_To do_
**A.** In the allopurinol pharmacology text, what is allopurinol metabolized to?
**B.** Pick up the allopurinol pharmacology text after its last sentence and keep writing.

_Quoted passage_
______________________________

FDA Section 12 \u2022 mechanism \u2022 pharmacokinetics

Allopurinol - How It Works

Clinical pharmacology details from the US FDA-approved label: how Allopurinol works in your body, how it's absorbed, how long it stays active, and how it's eliminated.

CLINICAL PHARMACOLOGY Allopurinol acts on purine catabolism, without disrupting the biosynthesis of purines.

It reduces the production of uric acid by inhibiting the biochemical reactions immediately preceding its formation.

Allopurinol is a structural analogue of the natural purine base, hypoxanthine.

It is an inhibitor of xanthine oxidase, the enzyme responsible for the conversion of hypoxanthine to xanthine and of xanthine to uric acid, the end product of purine metabolism in man.

Allopurinol is metabolized to the corresponding xanthine analogue, oxipurinol (alloxanthine), which also is an inhibitor of xanthine oxidase.

______________________________

_Information_
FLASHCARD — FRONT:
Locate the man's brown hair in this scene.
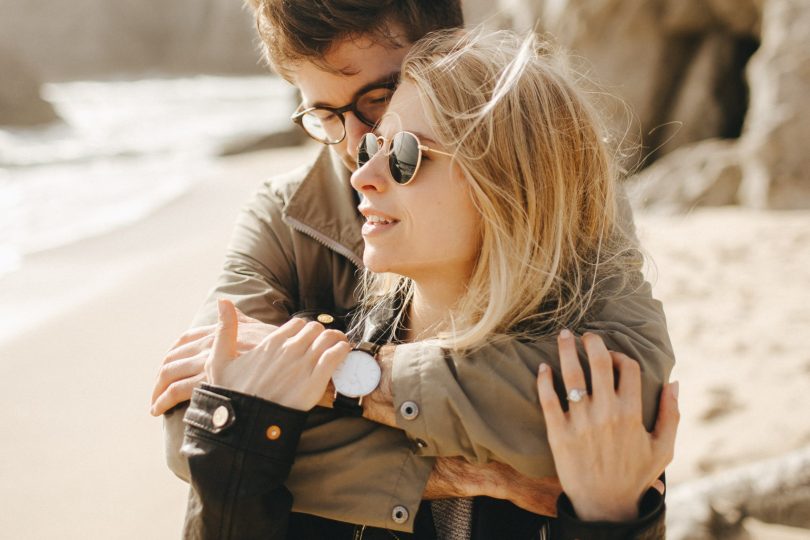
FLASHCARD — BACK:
[247,0,464,72]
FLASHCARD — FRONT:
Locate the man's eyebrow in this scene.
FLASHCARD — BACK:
[354,71,399,98]
[302,71,399,108]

______________________________

_Results by task_
**A.** Oxipurinol (alloxanthine), the corresponding xanthine analogue.

**B.**
It has been shown that reutilization of both hypoxanthine and xanthine for nucleotide and nucleic acid synthesis is markedly enhanced when their oxidations are inhibited by allopurinol and oxipurinol.

This reutilization does not disrupt normal nucleic acid anabolism, however, because feedback inhibition is an integral part of purine biosynthesis.

As a result of xanthine oxidase inhibition, the serum concentration of hypoxanthine plus xanthine in patients receiving allopurinol for treatment of hyperuricemia is usually in the range of 0.3 to 0.4 mg/dL compared to a normal level of approximately 0.15 mg/dL.

A maximum of 0.9 mg/dL of these oxypurines has been reported when the serum urate was lowered to less than 2 mg/dL by high doses of allopurinol.

These values are far below the saturation levels at which point their precipitation would be expected to occur (above 7 mg/dL).

The renal clearance of hypoxanthine and xanthine is at least 10 times greater than that of uric acid.

The increased xanthine and hypoxanthine in the urine have not been accompanied by problems of nephrolithiasis.

Xanthine crystalluria has been reported in only three patients.

Two of the patients had Lesch-Nyhan syndrome, which is characterized by excessive uric acid production combined with a deficiency of the enzyme, hypoxanthineguanine phosphoribosyltransferase (HGPRTase).

This enzyme is required for the conversion of hypoxanthine, xanthine, and guanine to their respective nucleotides.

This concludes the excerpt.